PROBLEMS TO WORK ON:
A. Translate this sentence from the article below about The Onion's March 16, 2005 issue into Spanish: "St. Patrick’s Day is March 17, and The Onion celebrated the occasion with a full timeline of the Irish people!"
B. Extend the article below about The Onion's March 16, 2005 issue by writing what comes after its final sentence.

TEXT EXCERPT:
20 years ago, The Onion found Michael Jackson's body
Plus, St. Patrick's Day, NIMBYs, diversity training, improv comedy, the miracles of Wi-Fi and Jackie Harvey's Oscars review.
Welcome back to The Onion: 20 Years Later, where we review the print issue from 20 years ago, find out what’s still funny and examine the cultural impact. Today, we revisit March 16, 2005.
This jam-packed issue imagines Michael Jackson’s death a few years early, explores the then-new Wi-Fi technology, mocks Irish heritage — and is extremely political in ways you might not expect.
If you’re new here, welcome! I invite you to sign up below. We publish most Sundays. View the archives here.
What issue is this?
This was Vol. 41, Issue 11, the 233rd new Onion issue of the 2000s. Here’s what the website looked like in 2005 and today. There’s no working 2015 version on Internet Archive; by June 2015, the Vo. 41, Issue 11 page loads this, instead.
The front-page image is courtesy of former Onion Editor-in-Chief Scott Dikkers. Check out his Substack and his latest book.1
These front-page headlines are no longer online:
“TK Killer To Be Nicknamed Later”
“Sister Mad”
“TK” is a journalism placeholder meaning “To come.”
Also no longer online is the St. Patrick’s Day feature “Irish-Heritage Timeline,” although it’s viewable on the Internet Archive’s 2005 version of The Onion’s website.
What was the top story, and other impressions?
St. Patrick’s Day is March 17, and The Onion celebrated the occasion with a full timeline of the Irish people! This feels like a pilot project for The Onion’s 2007 book “Our Dumb World,” a parody of encyclopedias.
On the 2005 website, this displays like a way-too-wide image, although it’s actually 3 JPGs stitched together. In print (also above) it’s split across pages 10-11.

[Stored items]
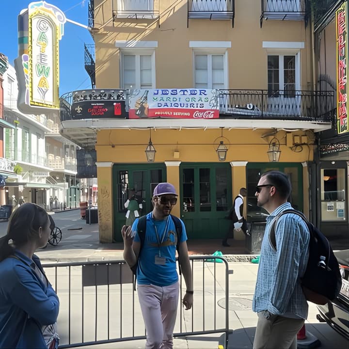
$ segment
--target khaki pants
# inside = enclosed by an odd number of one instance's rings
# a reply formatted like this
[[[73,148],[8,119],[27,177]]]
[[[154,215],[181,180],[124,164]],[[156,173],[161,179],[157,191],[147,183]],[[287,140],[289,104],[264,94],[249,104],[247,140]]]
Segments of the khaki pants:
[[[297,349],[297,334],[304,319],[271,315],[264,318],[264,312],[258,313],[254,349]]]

==

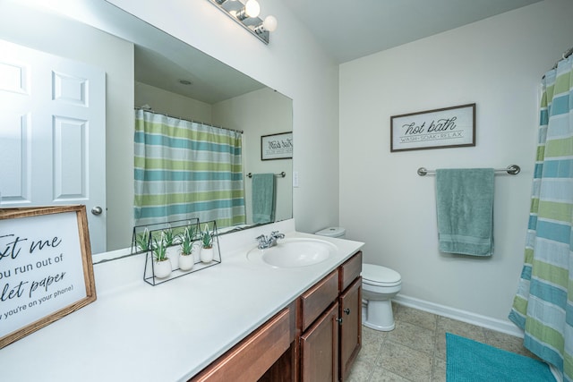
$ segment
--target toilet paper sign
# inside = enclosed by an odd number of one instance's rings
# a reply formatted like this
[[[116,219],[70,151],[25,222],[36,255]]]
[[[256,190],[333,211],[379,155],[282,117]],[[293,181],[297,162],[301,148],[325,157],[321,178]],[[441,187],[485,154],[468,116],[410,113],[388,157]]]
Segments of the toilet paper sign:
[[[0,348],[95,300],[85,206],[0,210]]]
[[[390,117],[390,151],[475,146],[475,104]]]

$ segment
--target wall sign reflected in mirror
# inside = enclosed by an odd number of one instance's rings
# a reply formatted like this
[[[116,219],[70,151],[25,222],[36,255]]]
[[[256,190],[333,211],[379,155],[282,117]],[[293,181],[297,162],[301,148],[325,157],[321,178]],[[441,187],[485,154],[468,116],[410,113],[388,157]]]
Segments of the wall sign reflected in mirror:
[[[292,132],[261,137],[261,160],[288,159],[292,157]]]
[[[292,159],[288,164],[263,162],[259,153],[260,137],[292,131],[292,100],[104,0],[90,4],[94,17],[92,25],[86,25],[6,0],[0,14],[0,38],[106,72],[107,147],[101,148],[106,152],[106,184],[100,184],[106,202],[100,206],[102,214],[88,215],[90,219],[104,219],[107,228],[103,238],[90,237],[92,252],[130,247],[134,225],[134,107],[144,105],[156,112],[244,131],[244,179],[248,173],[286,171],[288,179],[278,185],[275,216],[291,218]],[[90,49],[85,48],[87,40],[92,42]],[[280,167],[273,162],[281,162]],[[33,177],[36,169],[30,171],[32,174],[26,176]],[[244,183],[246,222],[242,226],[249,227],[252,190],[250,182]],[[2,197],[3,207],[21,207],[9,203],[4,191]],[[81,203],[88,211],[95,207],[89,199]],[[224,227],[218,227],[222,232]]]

RESULTS OF THE TASKS:
A. El Día de San Patricio es el 17 de marzo, ¡y The Onion celebró la ocasión con una cronología completa del pueblo irlandés!

B.
There are literally dozens of jokes. Among my favorites is this sequence about the Celts:
750 BC—First Celts arrive in Ireland
749 BC—Celts discover whiskey-distillation process
748 BC—Violence sweeps through Celtic culture, thoroughly wiping from island
600 BC—Second wave of Celts arrive in Ireland
The Onion also tracks the potato famines:
1807—Famine strikes Ireland;
1817—Famine and typhus strike Ireland;
1836—Famine and cholera strike Ireland;
1845—Famine and meteor showers strike Ireland;
1849—In the wake of famine, millions of Irish arrive in the New World, seeking more of the precious potatoes they can't seem to live without;
A big debate in the 1990s and 2000s was whether parades should allow gay groups to march, with New York City serving as a flashpoint for this. The Onion satirizes this debate:
849—Dublin holds its first Irish-pride parade. Gay Vikings protest their exclusion from the festivities
I also like the mention of the 2004 U2 special-edition iPod, which has been overshadowed by the 2014 decision to put U2's album on all iPhones.
This collection of jokes was praised by many blogs in 2005, as you can see here.


The top story in the March 16, 2005, issue was “Neverland Ranch Investigators Discover Corpse Of Real Michael Jackson,” which predates Jackson’s actual death by a little more than 4 years.
The joke here is that Michael Jackson died around 1987 — in other words, right before he dramatically changed his appearance and behavior. If only it were that simple:
“We believe that Neverland served as some sort of freakishly whimsical tomb constructed by Jackson’s killer,” Holbrooke said. “We also suspect that all of the iniquities that occurred on that ranch were the work of the imposter. I wouldn’t have ever thought it possible, but we are looking at a situation where the sexual abuse of a 13-year-old cancer patient is the tip of the iceberg.”
Holbrooke said that, while the living Jackson is the leading suspect in the murder investigation, he “could be another victim of some sort.”
“Basically, we have no idea what type of creature we are dealing with,” Holbrooke said.
For context, this article published during Jackson’s 2005 trial on 7 counts of child molestation.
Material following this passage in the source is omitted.